TEXTO -
Los niños y adolescentes necesitan volver a las aulas después de meses de encierro y más de un año de tomar lecciones en casa frente a una pantalla debido de la pandemia de COVID-19. Confinar la educación en condiciones dispares ha tenido efectos múltiples, incluso emocionales, la mayoría negativos. Corresponde a las autoridades establecer las modalidades apropiadas antes de reanudarlas por entero de manera presencial, y garantizar planteles seguros. La responsabilidad de acatar las medidas biosanitarias —uso de mascarilla, distanciamiento y lavado de manos frecuente— recae en los padres de familia, maestros y en los propios alumnos. El coronavirus puso al mundo patas arriba, pero ya sabe cómo lidiar con él y a qué atenerse si se descuida y juega a la ruleta rusa en lugar de vacunarse. Si el riesgo fuera personal, es su albedrío; pero no, pues la descarga puede enlutar a otros. Ejemplos sobran.
El país está intoxicado de política, pero ninguna autoridad toma decisiones con el afán deliberado de equivocarse y menos de dañar a la población. Existen peligros latentes para la salud, pero el SARS-CoV-2 tomó a todos por sorpresa. Ningún Gobierno actuó con la oportunidad y la eficacia requeridos, pero la ciencia volvió a sacar las castañas del fuego. Los errores se pagan caro, máxime cuando hay vidas de por medio. Uno consistió en politizar la pandemia en vez de unir recursos, estrategias y discurrir en la misma dirección. La vacunación tampoco avanza al ritmo deseado, no por falta de voluntad, sino de antivíricos, pero no se ha detenido.
La economía se adaptó a las circunstancias y reabrió con los cuidados del caso, pero las autoridades, lejos de echar las campanas al vuelo, deben aplicar la ley sin miramientos. Anteponer intereses económicos, imagen y agendas personales a la salud pública es ruin. Los lugares de reunión grupal —restaurantes, bares, cines, clubes— y aun los de concentración masiva —estadios, salones de fiesta— funcionan, pero deben respetar la normatividad establecida. Actuar en sentido contrario expone no solo el bienestar individual, sino también el colectivo. Además, somete al personal médico y a la infraestructura hospitalaria —de por sí agotadas— a presiones insoportables.
Gonzalo Sainz, alumno de la Fundación Colegio Americano de Monterrey —ASFM, por sus siglas en inglés— comparte en un artículo la experiencia de tomar clases en casa frente a una computadora —«puedo describir el estrés y la presión»— y sugiere una serie de medidas para volver a los salones, ya. Reprocha la indecisión de las autoridades, pues a pesar de tener «todo lo necesario para abrir (…) deciden no hacerlo». Por tanto, deplora el cierre del ASFM —ejemplo de cómo funcionar en forma segura— y la clausura de un colegio donde se realizaron 600 pruebas («A mis 13 años opino: abran las escuelas» El Norte, 17.08.21).

EXTRACTOS DE DATOS -

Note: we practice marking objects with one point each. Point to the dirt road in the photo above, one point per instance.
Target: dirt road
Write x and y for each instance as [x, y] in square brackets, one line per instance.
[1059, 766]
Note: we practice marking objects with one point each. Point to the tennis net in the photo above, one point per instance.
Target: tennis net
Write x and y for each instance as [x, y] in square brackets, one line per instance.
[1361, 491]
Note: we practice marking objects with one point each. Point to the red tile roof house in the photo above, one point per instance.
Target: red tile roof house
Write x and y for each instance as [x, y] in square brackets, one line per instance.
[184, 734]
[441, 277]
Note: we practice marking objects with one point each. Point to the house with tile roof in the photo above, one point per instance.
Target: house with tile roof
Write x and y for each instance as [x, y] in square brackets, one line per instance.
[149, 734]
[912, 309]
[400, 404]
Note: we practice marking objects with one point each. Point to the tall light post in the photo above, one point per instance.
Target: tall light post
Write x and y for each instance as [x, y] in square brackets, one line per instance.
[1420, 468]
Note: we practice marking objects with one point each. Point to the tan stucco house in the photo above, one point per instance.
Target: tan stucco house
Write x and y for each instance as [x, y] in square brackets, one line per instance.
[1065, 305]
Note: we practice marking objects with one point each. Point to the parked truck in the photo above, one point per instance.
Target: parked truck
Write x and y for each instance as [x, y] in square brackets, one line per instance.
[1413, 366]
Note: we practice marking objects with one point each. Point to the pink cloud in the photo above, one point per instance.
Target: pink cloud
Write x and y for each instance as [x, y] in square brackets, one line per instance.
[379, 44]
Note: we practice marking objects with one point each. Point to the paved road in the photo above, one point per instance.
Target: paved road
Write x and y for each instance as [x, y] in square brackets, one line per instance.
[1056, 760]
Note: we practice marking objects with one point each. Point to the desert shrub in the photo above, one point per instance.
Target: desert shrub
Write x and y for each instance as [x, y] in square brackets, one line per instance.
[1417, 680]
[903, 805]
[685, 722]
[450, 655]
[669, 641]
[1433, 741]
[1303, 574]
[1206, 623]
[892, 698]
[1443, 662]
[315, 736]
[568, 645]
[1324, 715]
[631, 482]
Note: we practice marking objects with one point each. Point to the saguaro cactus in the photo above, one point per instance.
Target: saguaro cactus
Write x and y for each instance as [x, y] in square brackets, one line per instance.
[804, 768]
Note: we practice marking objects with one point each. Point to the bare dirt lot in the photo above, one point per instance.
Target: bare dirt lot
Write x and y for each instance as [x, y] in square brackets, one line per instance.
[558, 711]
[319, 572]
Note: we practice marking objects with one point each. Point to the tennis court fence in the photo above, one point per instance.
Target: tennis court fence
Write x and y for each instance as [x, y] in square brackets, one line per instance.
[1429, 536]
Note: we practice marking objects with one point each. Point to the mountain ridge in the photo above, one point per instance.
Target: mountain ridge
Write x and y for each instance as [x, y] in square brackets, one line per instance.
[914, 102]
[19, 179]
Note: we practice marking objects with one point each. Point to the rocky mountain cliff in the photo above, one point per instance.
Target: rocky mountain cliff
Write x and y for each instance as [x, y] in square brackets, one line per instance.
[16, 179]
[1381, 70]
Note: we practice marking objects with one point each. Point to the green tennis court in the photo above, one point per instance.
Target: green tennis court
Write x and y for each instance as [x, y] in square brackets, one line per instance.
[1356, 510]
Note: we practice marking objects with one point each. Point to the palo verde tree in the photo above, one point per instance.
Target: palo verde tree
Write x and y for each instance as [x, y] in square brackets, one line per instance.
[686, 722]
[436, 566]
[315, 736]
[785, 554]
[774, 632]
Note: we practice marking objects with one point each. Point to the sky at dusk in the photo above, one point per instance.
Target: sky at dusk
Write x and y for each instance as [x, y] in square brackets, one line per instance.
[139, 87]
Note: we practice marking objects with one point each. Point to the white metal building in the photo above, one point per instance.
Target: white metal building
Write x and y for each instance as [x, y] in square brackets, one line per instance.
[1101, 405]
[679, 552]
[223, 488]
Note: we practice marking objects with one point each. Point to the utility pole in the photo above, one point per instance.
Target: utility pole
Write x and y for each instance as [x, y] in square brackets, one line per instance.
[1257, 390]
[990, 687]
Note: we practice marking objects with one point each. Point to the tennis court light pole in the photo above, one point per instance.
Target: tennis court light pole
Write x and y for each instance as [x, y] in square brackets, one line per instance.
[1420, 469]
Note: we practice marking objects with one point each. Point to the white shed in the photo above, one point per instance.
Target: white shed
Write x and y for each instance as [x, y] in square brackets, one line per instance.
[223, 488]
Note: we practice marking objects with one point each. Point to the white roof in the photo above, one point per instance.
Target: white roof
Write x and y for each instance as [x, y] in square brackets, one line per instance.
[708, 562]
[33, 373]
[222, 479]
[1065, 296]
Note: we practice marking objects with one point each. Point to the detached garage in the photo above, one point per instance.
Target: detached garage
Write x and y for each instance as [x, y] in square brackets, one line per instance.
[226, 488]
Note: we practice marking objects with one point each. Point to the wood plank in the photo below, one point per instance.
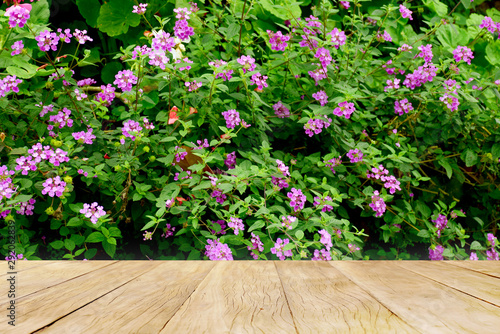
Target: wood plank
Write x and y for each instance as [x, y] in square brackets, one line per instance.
[426, 305]
[143, 305]
[46, 306]
[236, 297]
[491, 268]
[486, 288]
[323, 300]
[28, 281]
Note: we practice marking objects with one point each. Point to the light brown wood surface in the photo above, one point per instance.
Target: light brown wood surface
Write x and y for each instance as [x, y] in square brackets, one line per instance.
[256, 297]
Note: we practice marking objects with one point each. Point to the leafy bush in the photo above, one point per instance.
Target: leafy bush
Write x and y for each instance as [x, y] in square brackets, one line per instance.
[240, 130]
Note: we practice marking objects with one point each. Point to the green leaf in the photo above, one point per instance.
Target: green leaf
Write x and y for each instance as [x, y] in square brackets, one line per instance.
[89, 10]
[58, 244]
[40, 12]
[95, 237]
[69, 244]
[115, 17]
[493, 52]
[281, 8]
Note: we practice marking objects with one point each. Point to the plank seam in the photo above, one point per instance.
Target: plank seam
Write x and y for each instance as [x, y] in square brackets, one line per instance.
[187, 298]
[64, 316]
[374, 297]
[449, 286]
[286, 298]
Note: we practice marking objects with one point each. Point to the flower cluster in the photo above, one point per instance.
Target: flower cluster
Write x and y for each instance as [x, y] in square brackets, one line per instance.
[321, 97]
[277, 40]
[232, 118]
[256, 245]
[54, 186]
[93, 211]
[141, 9]
[18, 15]
[297, 199]
[236, 224]
[441, 222]
[344, 109]
[288, 221]
[377, 204]
[217, 251]
[355, 155]
[278, 249]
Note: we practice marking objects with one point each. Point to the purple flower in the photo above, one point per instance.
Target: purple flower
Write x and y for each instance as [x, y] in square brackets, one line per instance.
[256, 245]
[344, 109]
[321, 255]
[230, 161]
[321, 97]
[441, 223]
[278, 249]
[93, 211]
[288, 221]
[18, 15]
[232, 118]
[247, 62]
[236, 224]
[81, 36]
[463, 53]
[277, 40]
[182, 30]
[217, 251]
[168, 232]
[17, 47]
[26, 208]
[54, 186]
[377, 204]
[141, 9]
[297, 199]
[280, 110]
[85, 137]
[332, 163]
[405, 12]
[47, 40]
[259, 80]
[436, 253]
[131, 129]
[125, 79]
[402, 106]
[326, 239]
[355, 155]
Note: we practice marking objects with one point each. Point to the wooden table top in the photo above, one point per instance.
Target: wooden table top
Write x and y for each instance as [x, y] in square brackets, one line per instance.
[254, 296]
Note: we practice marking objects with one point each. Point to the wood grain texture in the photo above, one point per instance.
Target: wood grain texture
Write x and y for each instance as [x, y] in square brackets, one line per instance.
[323, 300]
[28, 281]
[143, 305]
[486, 288]
[235, 297]
[428, 306]
[48, 305]
[491, 268]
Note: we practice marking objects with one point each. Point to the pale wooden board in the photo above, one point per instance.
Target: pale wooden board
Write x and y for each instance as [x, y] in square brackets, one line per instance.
[46, 306]
[143, 305]
[28, 281]
[323, 300]
[491, 268]
[481, 286]
[236, 297]
[426, 305]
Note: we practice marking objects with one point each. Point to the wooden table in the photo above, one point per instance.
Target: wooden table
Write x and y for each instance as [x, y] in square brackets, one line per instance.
[254, 296]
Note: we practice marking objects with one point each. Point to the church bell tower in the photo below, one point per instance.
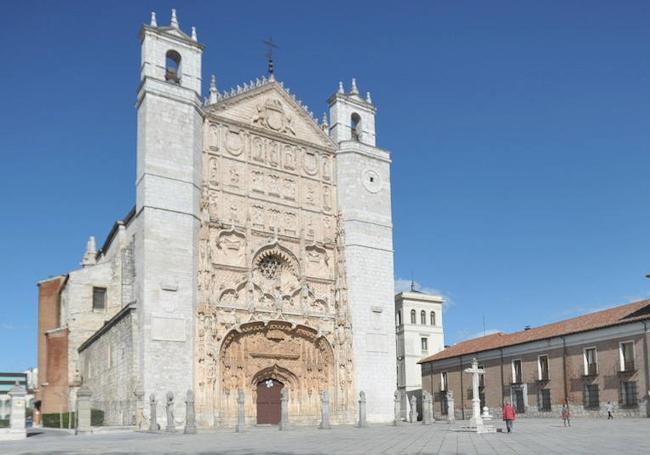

DETALLES DEL EJERCICIO -
Responde, por favor, estas preguntas sobre el texto del regreso a clases:
(a) ¿Qué tres medidas biosanitarias menciona?
(b) ¿Qué falta explica que la vacunación no avance al ritmo deseado?
(c) ¿Cuántas pruebas se realizaron en el colegio cuya clausura deplora Gonzalo Sainz?

EJERCICIO RESUELTO -
(a) Uso de mascarilla, distanciamiento y lavado de manos frecuente.
(b) La falta de antivíricos, no de voluntad.
(c) 600 pruebas.